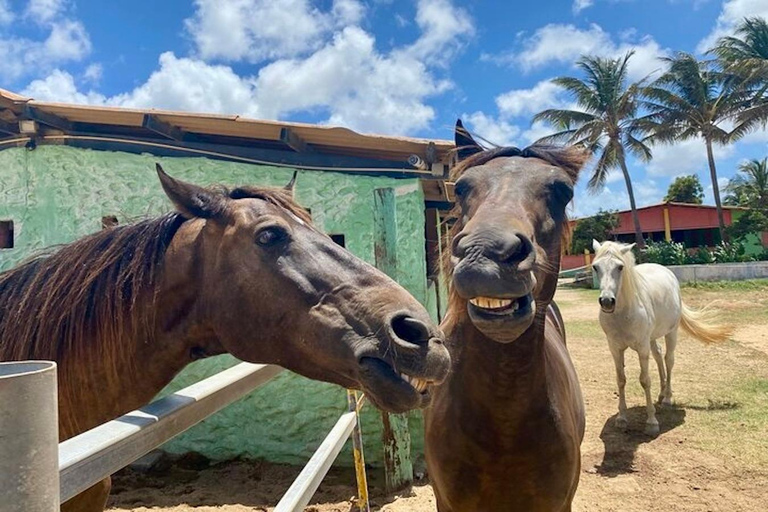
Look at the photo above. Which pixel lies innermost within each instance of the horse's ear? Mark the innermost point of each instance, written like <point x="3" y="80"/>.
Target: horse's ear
<point x="292" y="184"/>
<point x="465" y="144"/>
<point x="190" y="200"/>
<point x="627" y="248"/>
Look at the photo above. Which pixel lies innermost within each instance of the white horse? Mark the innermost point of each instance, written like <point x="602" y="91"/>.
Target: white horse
<point x="638" y="305"/>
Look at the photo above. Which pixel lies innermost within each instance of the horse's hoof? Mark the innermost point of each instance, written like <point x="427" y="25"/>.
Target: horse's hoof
<point x="652" y="429"/>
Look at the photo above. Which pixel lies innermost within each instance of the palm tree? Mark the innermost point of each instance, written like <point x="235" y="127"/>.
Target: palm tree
<point x="746" y="56"/>
<point x="692" y="100"/>
<point x="750" y="186"/>
<point x="605" y="123"/>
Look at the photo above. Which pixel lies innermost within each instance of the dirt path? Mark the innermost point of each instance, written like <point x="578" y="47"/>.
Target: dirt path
<point x="712" y="453"/>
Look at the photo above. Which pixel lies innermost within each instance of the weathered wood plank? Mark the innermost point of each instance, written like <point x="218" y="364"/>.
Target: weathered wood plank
<point x="396" y="438"/>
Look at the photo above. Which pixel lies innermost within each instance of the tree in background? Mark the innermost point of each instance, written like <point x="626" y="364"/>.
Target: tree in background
<point x="605" y="124"/>
<point x="745" y="55"/>
<point x="750" y="186"/>
<point x="686" y="189"/>
<point x="598" y="227"/>
<point x="693" y="100"/>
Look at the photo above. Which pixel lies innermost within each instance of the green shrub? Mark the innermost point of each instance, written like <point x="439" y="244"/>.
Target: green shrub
<point x="700" y="256"/>
<point x="732" y="252"/>
<point x="664" y="253"/>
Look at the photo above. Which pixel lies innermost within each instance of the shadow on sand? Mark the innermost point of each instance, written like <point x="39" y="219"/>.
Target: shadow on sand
<point x="621" y="444"/>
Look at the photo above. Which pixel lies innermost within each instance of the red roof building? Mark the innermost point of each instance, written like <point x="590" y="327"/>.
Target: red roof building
<point x="693" y="225"/>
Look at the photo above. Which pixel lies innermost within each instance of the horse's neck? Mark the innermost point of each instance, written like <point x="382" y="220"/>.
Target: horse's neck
<point x="150" y="363"/>
<point x="513" y="373"/>
<point x="631" y="298"/>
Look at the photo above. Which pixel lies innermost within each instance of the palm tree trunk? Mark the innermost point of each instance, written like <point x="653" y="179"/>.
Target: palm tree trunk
<point x="716" y="189"/>
<point x="635" y="218"/>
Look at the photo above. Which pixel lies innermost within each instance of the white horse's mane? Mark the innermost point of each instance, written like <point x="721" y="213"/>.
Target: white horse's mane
<point x="630" y="279"/>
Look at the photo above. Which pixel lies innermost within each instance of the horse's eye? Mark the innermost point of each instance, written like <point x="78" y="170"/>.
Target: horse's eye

### What to produce
All lines from the one that has "the white horse's" through the end of the material above should be returned exactly; omit the rest.

### Written reply
Look at the photo above. Which pixel lies innermost within each instance of the white horse's mane? Mark the innermost point of each instance, written like <point x="721" y="213"/>.
Target: white horse's mane
<point x="630" y="279"/>
Look at the photo above. Which pixel lies innermost within each instance of the horse's eye? Mark the innermost point of each instance, written like <point x="78" y="170"/>.
Target: horse's eye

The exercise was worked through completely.